La voglia di cantare è anche il ritorno a vivere, come indicano i titoli di alcune canzoni: “Bright Side of the Road”, “You Make Me Feel So Free” e “And the Healing Has Begun”, in cui ad essere malato era lo spirito e la medicina è, naturalmente, la musica.

La voglia di vivere emerge dalla forza della performance canora, mai così convinta e trascinante (“Divertiamoci mentre possiamo/ Non vuoi aiutarmi a cantare questa canzone/ Dal limite scuro della via/ Al lato luminoso della strada”).

Per produrre questo disco non si badò tanto alle spese, e possiamo ascoltare ottimi musicisti, fra ospiti e membri della nuova band. Innanzitutto arriva, dal giro di James Brown, il sassofonista Pee Wee Ellis, cui il precedente Schrorer non era degno neanche di lustrare le scarpe. Alla tromba il giovane Mark Isham, che negli anni successivi toccherà anche le tastiere.

▸ DATI PRESENTATI:
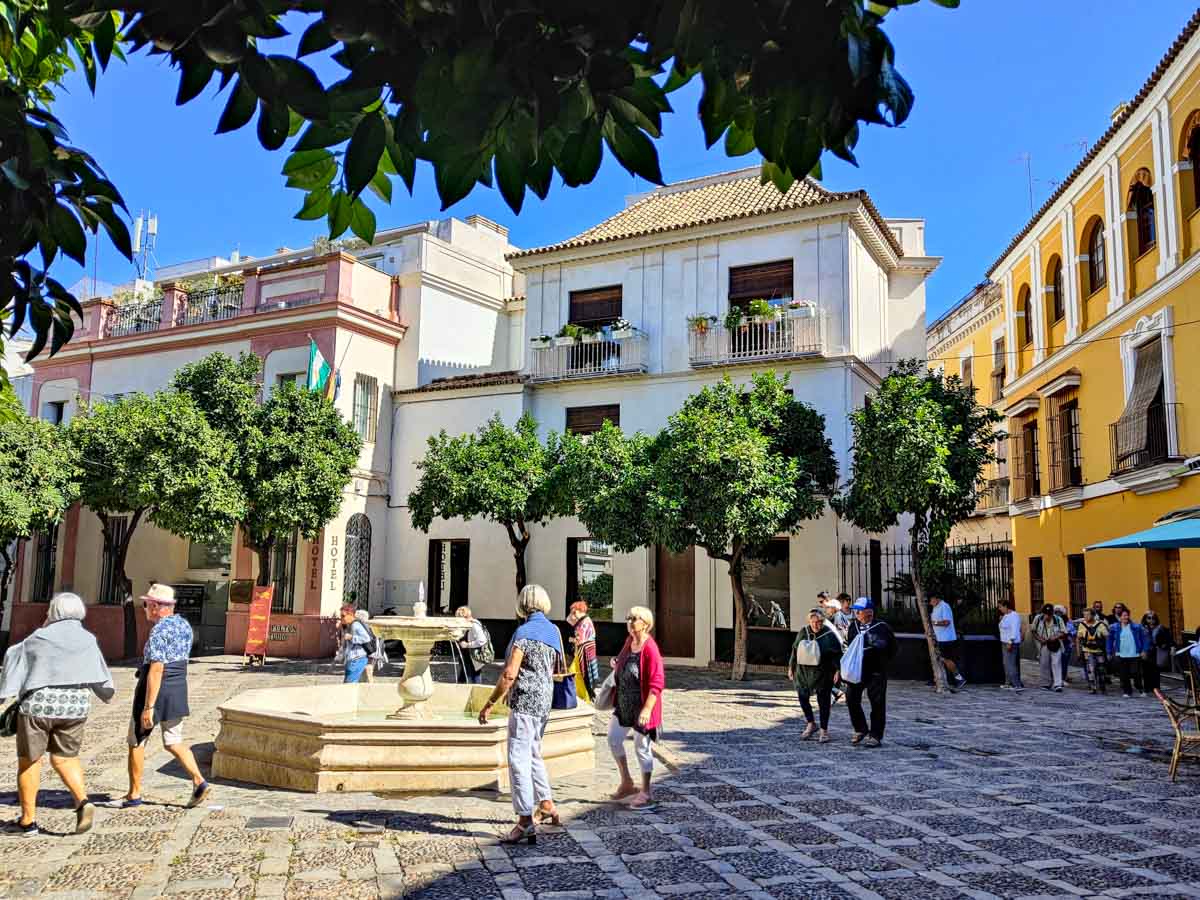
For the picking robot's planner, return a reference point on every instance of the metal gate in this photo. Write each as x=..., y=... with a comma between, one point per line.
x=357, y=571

▸ DOMANDE:
1 - Riassumi in due frasi il testo sul disco.
2 - Riprendi il testo sul disco subito dopo la sua ultima frase e prosegui con qualche frase nello stesso stile.
L'elenco è materiale a sé, distinto dal testo sul disco.

▸ RISPOSTE:
1 - Il disco esprime la voglia di cantare e di tornare a vivere, come mostrano alcuni titoli di canzoni in cui la musica cura uno spirito malato, e questa voglia emerge da una performance vocale convinta e trascinante. Per produrlo non si badò alle spese e vi suonano ottimi musicisti, tra cui il sassofonista Pee Wee Ellis, proveniente dal giro di James Brown, e il giovane trombettista Mark Isham.

2 -
A suonare il violino e la viola c’è la splendida italiana Toni Marcus, il vero solista in questa occasione, che purtroppo non verrà più richiamata per gli album successivi. Si può notare come la batteria sia mixata ad un volume molto più alto che, per esempio, in Tupelo Honey: neanche Van è immune dalle mode. Gli elementi nuovi, che rimarrano a lungo, sono la musica celtica, in “Rolling Hills”, e la religione, in “Full Force Gale” (“Sono stato risollevato dal Signore”).

Con una prima facciata di canzoni veloci ed una seconda di canzoni lente, le nove canzoni (più una coda) mostrano praticamente tutte le facce, gli stili, gli atteggiamenti mentali, i trucchi ed il talento del cantante e dell’autore. Descrivere questa goduria di disco è inutile: va acquistato ad occhi chiusi.